| Excerpted passage |
────────────────────

VCBART_ind: Fit a VCBART model with independent error structure
In VCBART: Fit Varying Coefficient Models with Bayesian Additive Regression Trees

View source: R/VCBART_ind.R

VCBART_ind

R Documentation

Fit a VCBART model with independent error structure

Description

Fit a varying coefficient model to panel data. Assumes residual errors are independent within and between subjects. See Deshpande et al. (2024) for details about the model and MCMC sampler.

Usage

VCBART_ind(Y_train,subj_id_train, ni_train,X_train,
           Z_cont_train = matrix(0, nrow = 1, ncol = 1),
           Z_cat_train = matrix(0L, nrow = 1, ncol = 1),
           X_test = matrix(0, nrow = 1, ncol = 1),
           Z_cont_test = matrix(0, nrow = 1, ncol = 1),
           Z_cat_test = matrix(0, nrow = 1, ncol = 1),
           unif_cuts = rep(TRUE, times = ncol(Z_cont_train)),
           cutpoints_list = NULL,
           cat_levels_list = NULL,
           edge_mat_list = NULL,
           graph_split = rep(FALSE, times = ncol(Z_cat_train)),
           sparse = TRUE,
           M = 50,
           mu0 = NULL, tau = NULL, nu = NULL, lambda = NULL,
           nd = 1000, burn = 1000, thin = 1,
           save_samples = TRUE, save_trees = TRUE,
           verbose = TRUE, print_every = floor( (nd*thin + burn)/10))

Arguments

`Y_train`	Vector of continous responses for training data
`ni_train`	Vector containing the number of observations per subject in the training data.
`subj_id_train`	Vector of length `length(Y_train)` that records which subject contributed each observation. Subjects should be numbered sequentially from 1 to `length(ni_train)`.
`X_train`	Matrix of covariates for training observations. Do not include intercept as the first column.
`Z_cont_train`	Matrix of continuous modifiers for training data. Note, modifiers must be rescaled to lie in the interval [-1,1]. Default is a 1x1 matrix, which signals that there are no continuous modifiers in the training data.
`Z_cat_train`	Integer matrix of categorical modifiers for training data. Note categorical levels should be 0-indexed. That is, if a categorical modifier has 10 levels, the values should run from 0 to 9. Default is a 1x1 matrix, which signals that there are no categorical modifiers in the training data.

────────────────────

| Dataset entries |
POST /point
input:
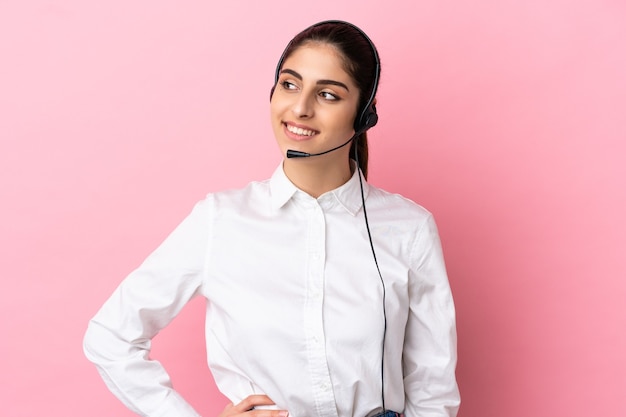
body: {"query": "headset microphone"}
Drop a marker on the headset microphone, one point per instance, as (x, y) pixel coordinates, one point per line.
(370, 121)
(298, 154)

────────────────────

| Written task 1 |
Answer these from the VCBART_ind documentation:
(a) What does the function assume about residual errors?
(b) What interval must continuous modifiers be rescaled to?
(c) What value does the usage give for M?
| Written task 2 |
Extend the VCBART_ind documentation onward from the entry for `Z_cat_train`.

| Task result 1 |
(a) They are independent within and between subjects.
(b) The interval [-1,1].
(c) 50.

| Task result 2 |
`X_test`	Matrix of covariate for testing observations. Default is a 1x1 matrix, which signals that testing data is not provided.
`Z_cont_test`	Matrix of continuous modifiers for testing data. Default is a 1x1 matrix, which signals that testing data is not provided.
`Z_cat_test`	Integer matrix of categorical modifiers for testing data. Default is a 1x1 matrix, which signals that testing data is not provided.
`unif_cuts`	Vector of logical values indicating whether cutpoints for each continuous modifier should be drawn from a continuous uniform distribution (`TRUE`) or a discrete set (`FALSE`) specified in `cutpoints_list`. Default is `TRUE` for each variable in `Z_cont_train`
`cutpoints_list`	List of length `ncol(Z_cont_train)` containing a vector of cutpoints for each continuous modifier. By default, this is set to `NULL` so that cutpoints are drawn uniformly from a continuous distribution.
`cat_levels_list`	List of length `ncol(Z_cat_train)` containing a vector of levels for each categorical modifier. If the j-th categorical modifier contains L levels, `cat_levels_list[[j]]` should be the vector `0:(L-1)`. Default is `NULL`, which corresponds to the case that no categorical modifiers are available.
`edge_mat_list`	List of adjacency matrices if any of the categorical modifiers are network-structured. Default is `NULL`, which corresponds to the case that there are no network-structured categorical modifiers.
`graph_split`	Vector of logicals indicating whether each categorical modifier is network-structured. Default is `rep(FALSE, times = ncol(Z_cat_train))`.
`sparse`	Logical, indicating whether or not to perform variable selection in each tree ensemble based on a sparse Dirichlet prior rather than uniform prior; see Linero 2018. Default is `TRUE`
`M`	Number of trees in each ensemble. Default is 50.
`mu0`	Prior mean for jumps/leaf parameters. Default is 0 for each beta function. If supplied, must be a vector of length `1 + ncol(X_train)`.
`tau`	Prior standard deviation for jumps/leaf parameters. Default is `1/sqrt(M)` for each beta function. If supplied, must be a vector of length `1 + ncol(X_train)`.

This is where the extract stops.